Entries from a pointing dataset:
——

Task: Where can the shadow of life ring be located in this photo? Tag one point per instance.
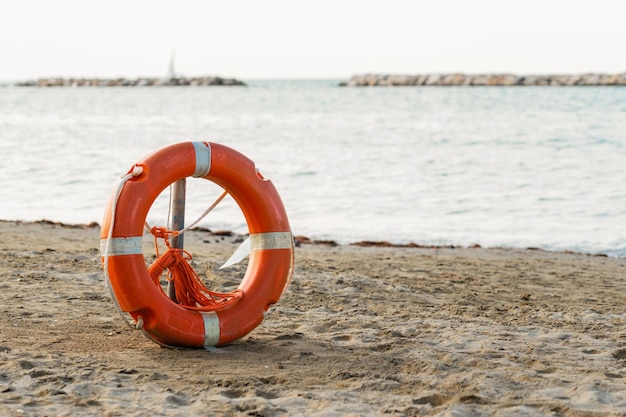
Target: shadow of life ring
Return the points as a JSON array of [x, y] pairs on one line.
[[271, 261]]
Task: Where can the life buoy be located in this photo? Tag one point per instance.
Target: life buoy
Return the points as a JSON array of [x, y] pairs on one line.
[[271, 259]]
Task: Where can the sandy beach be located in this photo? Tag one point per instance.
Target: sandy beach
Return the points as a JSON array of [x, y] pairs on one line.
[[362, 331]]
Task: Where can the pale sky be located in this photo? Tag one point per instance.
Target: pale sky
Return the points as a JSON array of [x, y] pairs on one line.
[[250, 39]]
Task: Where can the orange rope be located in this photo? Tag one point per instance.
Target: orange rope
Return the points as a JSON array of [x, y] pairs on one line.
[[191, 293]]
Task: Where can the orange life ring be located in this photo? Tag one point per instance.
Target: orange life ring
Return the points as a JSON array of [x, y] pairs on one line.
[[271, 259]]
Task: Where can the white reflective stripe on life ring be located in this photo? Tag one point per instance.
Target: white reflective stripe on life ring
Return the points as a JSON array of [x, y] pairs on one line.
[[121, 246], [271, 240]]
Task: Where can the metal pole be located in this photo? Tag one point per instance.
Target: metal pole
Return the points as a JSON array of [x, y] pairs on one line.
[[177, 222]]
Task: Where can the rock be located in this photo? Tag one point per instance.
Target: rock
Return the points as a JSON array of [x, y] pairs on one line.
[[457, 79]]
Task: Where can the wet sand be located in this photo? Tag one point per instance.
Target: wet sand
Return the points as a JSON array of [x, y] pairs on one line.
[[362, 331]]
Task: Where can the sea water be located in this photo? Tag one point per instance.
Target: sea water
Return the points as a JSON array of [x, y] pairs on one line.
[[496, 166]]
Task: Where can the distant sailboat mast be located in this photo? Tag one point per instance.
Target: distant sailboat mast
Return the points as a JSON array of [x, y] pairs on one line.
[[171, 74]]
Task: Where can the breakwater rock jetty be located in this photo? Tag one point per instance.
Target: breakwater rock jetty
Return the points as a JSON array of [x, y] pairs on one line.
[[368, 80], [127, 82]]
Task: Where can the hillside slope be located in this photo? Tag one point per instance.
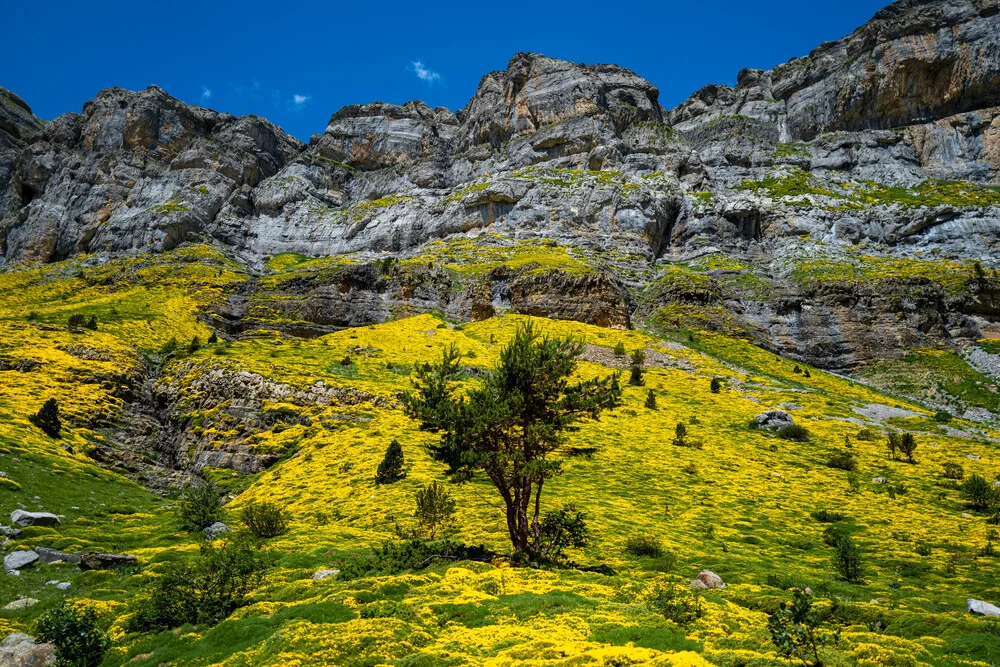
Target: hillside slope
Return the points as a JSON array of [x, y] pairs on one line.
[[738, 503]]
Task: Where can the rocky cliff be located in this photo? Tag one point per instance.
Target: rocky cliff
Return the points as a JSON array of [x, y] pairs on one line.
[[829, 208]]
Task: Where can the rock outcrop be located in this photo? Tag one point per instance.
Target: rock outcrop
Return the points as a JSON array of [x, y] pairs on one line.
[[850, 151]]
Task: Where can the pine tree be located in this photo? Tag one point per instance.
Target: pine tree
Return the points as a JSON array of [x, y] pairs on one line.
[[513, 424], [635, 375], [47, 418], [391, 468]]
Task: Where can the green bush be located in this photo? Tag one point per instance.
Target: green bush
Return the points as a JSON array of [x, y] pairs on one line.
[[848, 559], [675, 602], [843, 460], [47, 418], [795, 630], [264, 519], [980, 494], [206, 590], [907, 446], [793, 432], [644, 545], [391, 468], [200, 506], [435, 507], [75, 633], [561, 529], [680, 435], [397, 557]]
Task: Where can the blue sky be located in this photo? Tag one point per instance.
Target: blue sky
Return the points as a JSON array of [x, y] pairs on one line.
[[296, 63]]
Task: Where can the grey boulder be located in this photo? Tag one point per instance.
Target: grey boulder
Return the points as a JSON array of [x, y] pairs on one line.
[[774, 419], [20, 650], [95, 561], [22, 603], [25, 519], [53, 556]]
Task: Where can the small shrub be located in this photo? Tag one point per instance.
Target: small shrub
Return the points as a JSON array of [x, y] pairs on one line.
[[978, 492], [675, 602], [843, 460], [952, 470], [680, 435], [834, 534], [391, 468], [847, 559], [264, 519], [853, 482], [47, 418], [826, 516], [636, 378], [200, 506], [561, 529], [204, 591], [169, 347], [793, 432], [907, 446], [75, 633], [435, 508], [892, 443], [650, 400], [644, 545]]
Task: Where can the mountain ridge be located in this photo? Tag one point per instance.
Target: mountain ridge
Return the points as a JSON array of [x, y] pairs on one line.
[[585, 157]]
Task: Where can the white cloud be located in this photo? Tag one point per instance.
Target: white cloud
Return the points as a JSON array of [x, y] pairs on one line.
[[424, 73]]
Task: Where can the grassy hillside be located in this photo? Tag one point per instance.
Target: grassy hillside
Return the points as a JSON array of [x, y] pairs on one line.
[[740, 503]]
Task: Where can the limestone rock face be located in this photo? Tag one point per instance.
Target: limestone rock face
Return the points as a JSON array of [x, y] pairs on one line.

——

Copy every one of the entries above word for word, omitting the pictures.

Task: Where can the shadow of life ring be located in this photo? Tag one point per instance.
Target: shadow of life ring
Return the points as a JSON array of [x, y] pairs on one line.
[[271, 261]]
Task: Where can the life buoy be located in this photo? Tag one point per instance.
Target: life buoy
Return the points as a JSON array of [x, y] pairs on one line.
[[271, 259]]
Task: Where can the sandy beach be located in this photo? Tag one point per instance.
Target: sandy beach
Return the points as a JSON array of [x, y] pairs on one line.
[[362, 331]]
Task: Where can the pale sky be located in this photo? Tag one point per instance.
Target: pale sky
Return the points as a JSON array of [x, y] pairs on one line.
[[250, 39]]
Task: Where can the orange rope be located in this photo? Tag one point per instance.
Target: orange rope
Return the points as a JSON array of [x, y] pairs on one line.
[[191, 293]]
Task: Where can the orange life ring be located in this photo? Tag one point per instance.
Target: orange life ring
Return the points as a JSON array of [x, y] pairs on one line.
[[271, 259]]
Task: Where can the white reflective stripe on life ring be located in this photo? Tag one point per instance.
Target: white reflective stripe on life ring
Return the points as a JSON array of [x, y] pairs on one line.
[[121, 246], [271, 240]]
Task: Where can the metal pole be located in this photo? Tag one point per instance.
Target: metal pole
Return the points as a JSON array of [x, y] pairs on one line.
[[177, 222]]
Task: Where can the rock be located in this photo? Tag one point per instance.
Target: rock
Return the points as a JSON array of [x, y] pairs on one line.
[[457, 79]]
Task: Where can the wet sand be located in this photo? Tag one point per instance.
Target: wet sand
Return the points as a JSON array of [x, y] pairs on one line.
[[362, 331]]
Task: Where can the sea water be located in this photo? Tag one point per instance.
Target: sea water
Return the points as a JSON array of [x, y] pairs on one line.
[[496, 166]]
Task: Where can the distant sailboat mast be located in this photo? Tag one point per instance.
Target: distant sailboat mast
Return the points as a JSON array of [x, y] pairs on one line.
[[171, 74]]
Task: Where can the breakwater rock jetty be located in this photo? Tag one point per instance.
Target: breakwater rock jetty
Return the points as a JSON array of [x, y] pairs on one line.
[[368, 80], [127, 82]]
Task: Where can the hillside slope be located in this photo? Tag one point per instance.
Target: hillside slope
Return the points as a JSON array of [x, y] pairs on one line.
[[738, 503]]
Task: Where can the rocky cliff be located in this photo? Tag one point per instance.
Target: rocky cliff
Return the points as a JSON array of [x, y] pairs on one line.
[[829, 208]]
Task: Where can the rock outcrop be located in this photo? Tag one point per instance.
Target: rock outcrop
Return the points as a JSON array of [x, y] pairs on one line.
[[850, 151]]
Task: Where can the pine tree be located in this photo? Tag one point per instance.
Target: pine tree
Return the points as a JSON array of [x, y] pairs on one line.
[[513, 424], [635, 375], [47, 418], [391, 468]]
Task: Where can the green bush be located in this photo? Tag one point per instance.
Target: green bush
Return the points as a JSON array of [x, y] pairs on one line.
[[848, 559], [675, 602], [843, 460], [47, 418], [795, 630], [264, 519], [980, 494], [206, 590], [907, 446], [793, 432], [644, 545], [391, 468], [200, 506], [435, 507], [75, 633], [561, 529], [680, 435], [397, 557]]
Task: Where can the blue sky be located in this photo? Tag one point per instance.
Target: blue sky
Return the points as a JSON array of [x, y] pairs on one line.
[[296, 63]]
Task: Where can the grey boulder be located in this photo? Tag one point per instance.
Target: grey boulder
Return the points as a JSON array of [x, y] pairs on one line.
[[774, 419], [20, 650], [95, 561], [22, 603], [25, 519], [53, 556]]
Task: Where can the small shrub be located in this photo? Tag one point per instance.
Target: small shrub
Return the points as a JSON array of [x, y] pairs on one line.
[[978, 492], [675, 602], [843, 460], [952, 470], [680, 435], [834, 534], [391, 468], [847, 559], [264, 519], [853, 482], [47, 418], [826, 516], [636, 378], [200, 506], [561, 529], [204, 591], [169, 347], [793, 432], [907, 446], [75, 633], [435, 508], [892, 443], [650, 400], [644, 545]]
Task: Where can the mountain ridge be located in this photo? Tag one point per instance.
Target: mountain ridge
Return the points as a JSON array of [x, y] pairs on one line.
[[585, 157]]
Task: Where can the white cloud be located in this photo? Tag one point per instance.
Target: white cloud
Return the points as a JSON array of [x, y] pairs on one line.
[[424, 73]]
Task: Where can the grassy hillside be located in this photo? Tag one point per instance.
Target: grassy hillside
Return the points as a JSON array of [x, y] pairs on one line.
[[740, 503]]
Task: Where can the limestone rock face be located in this photo? Tag one point per instance.
Target: limestone rock face
Return the points as a JSON array of [x, y] pairs on one line.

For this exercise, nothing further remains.